▶ **RECORD LIST**:

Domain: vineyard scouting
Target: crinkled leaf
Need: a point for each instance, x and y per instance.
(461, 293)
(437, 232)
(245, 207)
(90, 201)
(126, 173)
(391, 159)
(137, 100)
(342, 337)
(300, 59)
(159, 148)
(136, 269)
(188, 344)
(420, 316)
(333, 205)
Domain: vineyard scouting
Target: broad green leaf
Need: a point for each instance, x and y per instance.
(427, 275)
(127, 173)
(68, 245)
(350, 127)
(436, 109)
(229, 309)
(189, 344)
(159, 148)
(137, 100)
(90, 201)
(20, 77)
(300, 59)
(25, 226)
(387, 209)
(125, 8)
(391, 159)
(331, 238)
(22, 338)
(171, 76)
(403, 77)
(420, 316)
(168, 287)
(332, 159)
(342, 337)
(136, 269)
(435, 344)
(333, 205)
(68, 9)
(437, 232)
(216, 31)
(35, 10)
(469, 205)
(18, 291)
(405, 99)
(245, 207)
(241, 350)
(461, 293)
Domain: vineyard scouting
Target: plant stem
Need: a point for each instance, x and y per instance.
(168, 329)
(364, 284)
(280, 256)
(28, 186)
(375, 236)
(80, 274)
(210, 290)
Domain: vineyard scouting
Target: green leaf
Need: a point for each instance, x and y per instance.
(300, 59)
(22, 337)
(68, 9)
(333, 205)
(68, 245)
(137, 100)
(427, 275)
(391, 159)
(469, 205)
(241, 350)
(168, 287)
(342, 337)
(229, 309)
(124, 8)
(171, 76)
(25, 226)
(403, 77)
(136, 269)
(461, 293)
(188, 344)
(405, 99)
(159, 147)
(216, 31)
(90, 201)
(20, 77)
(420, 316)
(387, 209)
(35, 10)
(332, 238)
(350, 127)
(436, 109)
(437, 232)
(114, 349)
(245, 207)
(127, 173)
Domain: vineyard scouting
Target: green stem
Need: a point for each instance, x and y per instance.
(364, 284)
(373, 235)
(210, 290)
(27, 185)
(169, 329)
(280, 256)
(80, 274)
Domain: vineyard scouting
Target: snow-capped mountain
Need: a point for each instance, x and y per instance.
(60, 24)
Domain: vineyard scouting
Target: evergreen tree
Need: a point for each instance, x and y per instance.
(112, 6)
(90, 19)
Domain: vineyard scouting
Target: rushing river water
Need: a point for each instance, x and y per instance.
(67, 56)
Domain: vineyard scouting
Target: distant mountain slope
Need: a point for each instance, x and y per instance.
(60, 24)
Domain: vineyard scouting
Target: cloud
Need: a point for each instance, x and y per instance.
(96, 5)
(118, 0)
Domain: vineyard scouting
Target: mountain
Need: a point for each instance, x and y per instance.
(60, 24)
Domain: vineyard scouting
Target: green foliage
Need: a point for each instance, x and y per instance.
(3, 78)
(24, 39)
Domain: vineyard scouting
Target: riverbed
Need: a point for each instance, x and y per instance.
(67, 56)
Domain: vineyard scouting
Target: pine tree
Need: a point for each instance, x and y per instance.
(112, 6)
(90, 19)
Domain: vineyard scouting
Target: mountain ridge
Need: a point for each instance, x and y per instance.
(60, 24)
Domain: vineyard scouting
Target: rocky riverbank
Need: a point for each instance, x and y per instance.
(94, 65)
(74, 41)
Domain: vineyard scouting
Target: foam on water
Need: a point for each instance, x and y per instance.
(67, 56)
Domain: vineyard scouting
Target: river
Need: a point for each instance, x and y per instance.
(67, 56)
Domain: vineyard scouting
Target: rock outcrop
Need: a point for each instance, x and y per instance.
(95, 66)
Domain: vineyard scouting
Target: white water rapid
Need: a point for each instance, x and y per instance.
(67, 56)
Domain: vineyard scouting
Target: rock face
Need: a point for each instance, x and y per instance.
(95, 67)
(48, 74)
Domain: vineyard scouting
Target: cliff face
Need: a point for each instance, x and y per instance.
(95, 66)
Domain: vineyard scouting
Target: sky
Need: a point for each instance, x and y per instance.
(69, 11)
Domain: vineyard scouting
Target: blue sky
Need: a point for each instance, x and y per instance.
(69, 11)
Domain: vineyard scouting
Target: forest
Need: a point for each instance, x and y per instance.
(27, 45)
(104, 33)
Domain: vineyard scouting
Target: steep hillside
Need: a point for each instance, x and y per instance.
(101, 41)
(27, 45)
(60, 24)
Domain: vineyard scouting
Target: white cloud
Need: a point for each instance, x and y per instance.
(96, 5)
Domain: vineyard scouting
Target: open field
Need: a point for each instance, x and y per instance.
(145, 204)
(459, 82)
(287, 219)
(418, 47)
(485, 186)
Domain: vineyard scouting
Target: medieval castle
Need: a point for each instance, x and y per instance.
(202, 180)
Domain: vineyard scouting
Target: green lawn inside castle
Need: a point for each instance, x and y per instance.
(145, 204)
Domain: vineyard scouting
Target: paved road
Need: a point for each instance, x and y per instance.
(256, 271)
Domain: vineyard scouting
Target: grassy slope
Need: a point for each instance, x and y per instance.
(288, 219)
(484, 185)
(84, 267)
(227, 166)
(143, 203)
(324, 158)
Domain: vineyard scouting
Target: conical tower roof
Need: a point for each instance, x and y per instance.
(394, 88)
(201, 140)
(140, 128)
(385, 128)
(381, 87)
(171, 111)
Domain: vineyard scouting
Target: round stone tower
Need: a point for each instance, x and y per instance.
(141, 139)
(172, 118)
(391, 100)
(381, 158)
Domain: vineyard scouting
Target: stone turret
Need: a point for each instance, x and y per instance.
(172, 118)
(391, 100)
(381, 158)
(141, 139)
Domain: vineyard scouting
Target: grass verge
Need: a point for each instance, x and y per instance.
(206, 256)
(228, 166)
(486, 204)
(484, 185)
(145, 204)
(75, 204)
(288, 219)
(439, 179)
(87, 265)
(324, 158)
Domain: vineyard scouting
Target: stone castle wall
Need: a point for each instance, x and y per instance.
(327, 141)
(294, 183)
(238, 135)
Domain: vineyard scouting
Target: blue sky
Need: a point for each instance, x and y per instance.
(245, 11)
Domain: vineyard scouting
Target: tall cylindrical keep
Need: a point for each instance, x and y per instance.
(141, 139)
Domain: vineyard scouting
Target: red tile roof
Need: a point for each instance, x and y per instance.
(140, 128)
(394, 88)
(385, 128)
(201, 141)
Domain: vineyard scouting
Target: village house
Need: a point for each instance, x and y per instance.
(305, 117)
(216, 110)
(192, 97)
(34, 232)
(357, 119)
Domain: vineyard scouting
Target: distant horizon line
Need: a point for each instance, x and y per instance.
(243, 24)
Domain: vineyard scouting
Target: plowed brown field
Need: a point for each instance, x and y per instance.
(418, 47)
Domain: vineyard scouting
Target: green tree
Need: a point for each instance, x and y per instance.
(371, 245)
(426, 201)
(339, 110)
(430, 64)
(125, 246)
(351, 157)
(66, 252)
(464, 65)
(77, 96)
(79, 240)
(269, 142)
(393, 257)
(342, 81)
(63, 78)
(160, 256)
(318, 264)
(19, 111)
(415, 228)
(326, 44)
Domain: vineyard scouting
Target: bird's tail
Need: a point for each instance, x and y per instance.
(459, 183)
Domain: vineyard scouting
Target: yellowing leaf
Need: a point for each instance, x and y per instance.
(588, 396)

▶ **AIM**: Exactly reproduce every line of the data above.

▶ **RESULT FOR THIS EXERCISE**:
Domain: vineyard scouting
Target: crinkled leaf
Need: a point for each instance, x and y per instance.
(461, 293)
(437, 232)
(245, 207)
(90, 201)
(126, 173)
(391, 159)
(137, 100)
(342, 337)
(300, 59)
(159, 148)
(136, 269)
(188, 344)
(420, 316)
(333, 205)
Domain: vineyard scouting
Target: broad green leaf
Need: a point for each instance, x and y per instance.
(427, 275)
(127, 173)
(68, 245)
(350, 127)
(436, 109)
(229, 309)
(189, 344)
(159, 148)
(137, 100)
(90, 201)
(20, 77)
(300, 59)
(25, 226)
(387, 209)
(125, 8)
(391, 159)
(331, 238)
(22, 338)
(171, 76)
(403, 77)
(420, 316)
(168, 287)
(332, 159)
(342, 337)
(136, 269)
(435, 344)
(333, 205)
(68, 9)
(437, 232)
(216, 31)
(35, 10)
(469, 205)
(18, 291)
(405, 99)
(245, 207)
(241, 350)
(461, 293)
Domain: vineyard scouting
Target: plant stem
Need: a point for each instance, x and y per instance.
(168, 329)
(364, 284)
(280, 256)
(28, 186)
(375, 236)
(80, 274)
(210, 290)
Domain: vineyard scouting
Target: green leaf
Need: a point for each instance, x and y per instance.
(300, 59)
(22, 337)
(68, 9)
(333, 205)
(68, 245)
(137, 100)
(427, 275)
(391, 159)
(469, 205)
(241, 350)
(168, 287)
(342, 337)
(229, 309)
(124, 8)
(171, 76)
(25, 226)
(403, 77)
(136, 269)
(461, 293)
(188, 344)
(405, 99)
(159, 147)
(216, 31)
(90, 201)
(20, 77)
(420, 316)
(387, 209)
(35, 10)
(332, 238)
(350, 127)
(436, 109)
(437, 232)
(114, 349)
(245, 207)
(127, 173)
Domain: vineyard scouting
Target: green stem
Need: a point for each instance, x and y per instance.
(364, 284)
(373, 235)
(210, 290)
(27, 185)
(169, 329)
(280, 256)
(80, 274)
Domain: vineyard scouting
Target: snow-capped mountain
Need: a point for each instance, x and y per instance.
(60, 24)
Domain: vineyard scouting
Target: evergreen tree
Need: a point for each instance, x and y per instance.
(112, 6)
(90, 19)
Domain: vineyard scouting
Target: rushing river water
Need: a point for each instance, x and y per instance.
(67, 56)
Domain: vineyard scouting
Target: distant mountain slope
Need: a point for each instance, x and y per instance.
(60, 24)
Domain: vineyard scouting
Target: cloud
Need: a point for each instance, x and y per instance.
(96, 5)
(118, 0)
Domain: vineyard scouting
Target: mountain
Need: a point for each instance, x and y per instance.
(60, 24)
Domain: vineyard scouting
Target: green foliage
Need: a point for each instance, x and y per instance.
(3, 78)
(24, 39)
Domain: vineyard scouting
Target: riverbed
Need: a point for each instance, x and y per instance.
(67, 56)
Domain: vineyard scouting
Target: pine tree
Need: a point for each instance, x and y per instance.
(112, 6)
(90, 19)
Domain: vineyard scouting
Target: mountain ridge
Need: a point for each instance, x and y per instance.
(60, 24)
Domain: vineyard scouting
Target: rocky riverbank
Need: a point for each instance, x and y per instance.
(94, 65)
(74, 41)
Domain: vineyard scouting
Target: foam on water
Need: a point for each instance, x and y per instance.
(67, 56)
Domain: vineyard scouting
Target: river
Need: a point for each instance, x and y per instance.
(67, 56)
Domain: vineyard scouting
Target: rock outcrop
Need: a point for each instance, x and y per instance.
(95, 66)
Domain: vineyard scouting
Target: white water rapid
Need: a point for each instance, x and y per instance.
(67, 56)
Domain: vineyard scouting
Target: rock face
Need: a point for each instance, x and y per instance.
(95, 67)
(48, 74)
Domain: vineyard scouting
Target: cliff face
Need: a point for each instance, x and y per instance.
(95, 66)
Domain: vineyard scouting
Target: sky
Need: a point for each instance, x and y per instance.
(69, 11)
Domain: vineyard scouting
Target: blue sky
Need: a point for each instance, x and y per instance.
(69, 11)
Domain: vineyard scouting
Target: forest
Need: a point for each instance, x and y per instance.
(27, 45)
(104, 33)
Domain: vineyard scouting
Target: steep hillside
Need: a point for each instance, x and y per instance.
(101, 41)
(27, 45)
(60, 24)
Domain: vineyard scouting
Target: white cloud
Need: a point for each instance, x and y per instance.
(96, 5)
Domain: vineyard scouting
Target: open field
Need: a point for each instance, x and y per instance.
(145, 204)
(459, 82)
(287, 219)
(418, 47)
(485, 186)
Domain: vineyard scouting
Target: medieval castle
Need: a point for each instance, x and y per instance.
(202, 180)
Domain: vineyard scouting
Target: green lawn inside castle
Need: a point for each instance, x and y per instance.
(145, 204)
Domain: vineyard scouting
Target: paved road
Need: a point for each instance, x and y per instance.
(256, 271)
Domain: vineyard scouting
Target: grassy slope
Need: a point for each instance, x and y per instance.
(288, 219)
(484, 185)
(84, 267)
(227, 166)
(143, 203)
(324, 158)
Domain: vineyard scouting
Target: conical tower roof
Need: a point for each instance, x and y per instance.
(394, 88)
(201, 140)
(140, 128)
(385, 128)
(381, 87)
(171, 111)
Domain: vineyard scouting
Target: round stone tower
Need: a point for each instance, x and y per instance.
(141, 139)
(172, 118)
(391, 100)
(381, 158)
Domain: vineyard scouting
Target: stone turret
Need: a point for each instance, x and y per instance.
(172, 118)
(391, 100)
(381, 158)
(141, 139)
Domain: vineyard scouting
Target: grass verge
Need: a point for each instance, x and y per instance.
(206, 256)
(228, 166)
(486, 204)
(484, 185)
(145, 204)
(75, 204)
(288, 219)
(439, 179)
(87, 265)
(324, 158)
Domain: vineyard scouting
Target: stone castle wall
Need: a point for each instance, x and y per instance.
(327, 141)
(294, 183)
(238, 135)
Domain: vineyard scouting
Target: blue sky
Need: a point for each instance, x and y per instance.
(245, 11)
Domain: vineyard scouting
Target: tall cylindrical keep
Need: a point for each instance, x and y per instance.
(141, 139)
Domain: vineyard scouting
Target: red tile roof
Need: a point for each instance, x and y per instance.
(140, 128)
(394, 88)
(385, 128)
(201, 141)
Domain: vineyard scouting
Target: village house
Need: a point for each instance, x and y per instance.
(305, 117)
(216, 110)
(192, 97)
(34, 232)
(357, 119)
Domain: vineyard scouting
Target: distant horizon line
Need: a point for each instance, x and y per instance.
(243, 24)
Domain: vineyard scouting
Target: plowed brown field
Need: a point for each instance, x and y per instance.
(418, 47)
Domain: vineyard scouting
Target: green tree
Need: a point for each instance, x and y per instance.
(371, 245)
(426, 201)
(339, 110)
(430, 64)
(125, 246)
(351, 157)
(66, 252)
(464, 65)
(77, 96)
(79, 240)
(269, 142)
(393, 257)
(342, 81)
(63, 78)
(160, 256)
(318, 264)
(19, 111)
(415, 228)
(326, 44)
Domain: vineyard scouting
Target: bird's tail
Need: a point for each instance, x and y per instance.
(459, 183)
Domain: vineyard scouting
Target: yellowing leaf
Need: a point for each instance, x and y per instance.
(588, 396)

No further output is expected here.